**Task**
Copy out the listing below word for word, everything from the line containing "In this exercise you will tag the green" down to the end of the listing, and nothing else.

**Supplied material**
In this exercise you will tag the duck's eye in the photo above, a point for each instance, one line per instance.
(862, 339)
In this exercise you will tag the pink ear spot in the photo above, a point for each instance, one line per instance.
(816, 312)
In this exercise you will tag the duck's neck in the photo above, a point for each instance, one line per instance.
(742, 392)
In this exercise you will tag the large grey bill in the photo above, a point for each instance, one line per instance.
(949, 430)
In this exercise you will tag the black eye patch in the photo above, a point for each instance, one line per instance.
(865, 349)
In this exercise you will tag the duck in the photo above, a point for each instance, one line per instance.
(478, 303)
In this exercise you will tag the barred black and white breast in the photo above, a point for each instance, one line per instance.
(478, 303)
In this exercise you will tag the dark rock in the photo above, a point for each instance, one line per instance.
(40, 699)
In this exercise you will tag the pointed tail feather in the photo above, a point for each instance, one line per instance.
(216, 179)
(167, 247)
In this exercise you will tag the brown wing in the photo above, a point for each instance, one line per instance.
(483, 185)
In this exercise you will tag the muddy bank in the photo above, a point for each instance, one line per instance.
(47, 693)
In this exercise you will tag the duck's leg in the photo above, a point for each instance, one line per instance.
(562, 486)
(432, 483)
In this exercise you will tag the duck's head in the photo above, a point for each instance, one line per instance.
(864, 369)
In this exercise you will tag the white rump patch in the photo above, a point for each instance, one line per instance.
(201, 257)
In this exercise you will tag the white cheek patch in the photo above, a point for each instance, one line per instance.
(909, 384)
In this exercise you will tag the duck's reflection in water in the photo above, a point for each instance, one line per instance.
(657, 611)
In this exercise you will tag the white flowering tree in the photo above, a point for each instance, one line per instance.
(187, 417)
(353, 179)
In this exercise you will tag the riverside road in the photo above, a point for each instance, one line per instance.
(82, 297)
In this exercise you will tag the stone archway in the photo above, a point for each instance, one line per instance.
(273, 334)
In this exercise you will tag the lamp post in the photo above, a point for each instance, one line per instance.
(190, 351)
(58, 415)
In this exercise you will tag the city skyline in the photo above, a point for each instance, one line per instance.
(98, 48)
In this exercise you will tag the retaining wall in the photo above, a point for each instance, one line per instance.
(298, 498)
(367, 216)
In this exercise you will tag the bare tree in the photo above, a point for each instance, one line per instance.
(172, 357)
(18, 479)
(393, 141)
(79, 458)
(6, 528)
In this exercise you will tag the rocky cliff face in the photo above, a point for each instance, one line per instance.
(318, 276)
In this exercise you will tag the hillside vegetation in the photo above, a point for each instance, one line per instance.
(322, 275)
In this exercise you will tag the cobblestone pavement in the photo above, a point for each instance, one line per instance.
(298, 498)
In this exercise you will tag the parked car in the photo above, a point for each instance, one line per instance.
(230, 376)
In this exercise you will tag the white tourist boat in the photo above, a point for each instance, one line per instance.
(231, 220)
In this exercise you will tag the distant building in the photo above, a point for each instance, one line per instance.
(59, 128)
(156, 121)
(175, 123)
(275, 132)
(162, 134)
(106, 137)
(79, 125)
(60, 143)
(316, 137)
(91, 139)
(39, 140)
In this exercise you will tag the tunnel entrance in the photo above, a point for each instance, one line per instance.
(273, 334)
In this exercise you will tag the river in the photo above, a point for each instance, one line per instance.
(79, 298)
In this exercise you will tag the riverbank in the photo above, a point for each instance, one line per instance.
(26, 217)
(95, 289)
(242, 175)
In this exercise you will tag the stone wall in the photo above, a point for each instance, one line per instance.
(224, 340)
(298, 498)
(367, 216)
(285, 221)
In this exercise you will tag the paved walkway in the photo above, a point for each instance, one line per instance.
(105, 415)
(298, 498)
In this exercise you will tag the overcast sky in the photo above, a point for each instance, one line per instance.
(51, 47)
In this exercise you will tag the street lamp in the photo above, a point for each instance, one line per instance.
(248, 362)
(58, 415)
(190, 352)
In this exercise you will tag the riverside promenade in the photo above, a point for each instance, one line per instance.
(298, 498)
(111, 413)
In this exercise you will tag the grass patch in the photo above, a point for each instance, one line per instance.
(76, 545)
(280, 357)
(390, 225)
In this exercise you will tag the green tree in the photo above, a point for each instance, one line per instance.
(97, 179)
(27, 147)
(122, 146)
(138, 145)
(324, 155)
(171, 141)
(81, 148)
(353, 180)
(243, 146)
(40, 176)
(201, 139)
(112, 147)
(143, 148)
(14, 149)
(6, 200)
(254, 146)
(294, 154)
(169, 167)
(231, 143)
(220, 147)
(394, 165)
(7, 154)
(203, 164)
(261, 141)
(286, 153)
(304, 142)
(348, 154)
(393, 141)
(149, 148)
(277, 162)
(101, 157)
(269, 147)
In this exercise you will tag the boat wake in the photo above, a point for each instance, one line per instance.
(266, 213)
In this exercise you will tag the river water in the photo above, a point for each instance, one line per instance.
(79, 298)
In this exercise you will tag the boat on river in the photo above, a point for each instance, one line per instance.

**Output for this task**
In this exercise you will tag the green tree in the photo above, a point for each instance, one line per instance.
(97, 179)
(27, 147)
(122, 146)
(138, 145)
(324, 155)
(171, 141)
(81, 148)
(353, 180)
(243, 146)
(40, 176)
(201, 139)
(112, 147)
(143, 148)
(14, 149)
(6, 200)
(254, 146)
(294, 154)
(169, 167)
(231, 143)
(220, 147)
(394, 165)
(7, 154)
(203, 164)
(261, 141)
(286, 153)
(304, 142)
(348, 154)
(393, 141)
(149, 148)
(277, 162)
(101, 157)
(269, 147)
In this exercise you will tag the boat wake in the photo above, a point for each instance, one line per instance.
(266, 213)
In this exercise you will tag the river water in the photo above, a point for each instance, one line per instance.
(79, 298)
In this exercise you will tag the boat on river in the photo above, a point for each instance, one line per instance.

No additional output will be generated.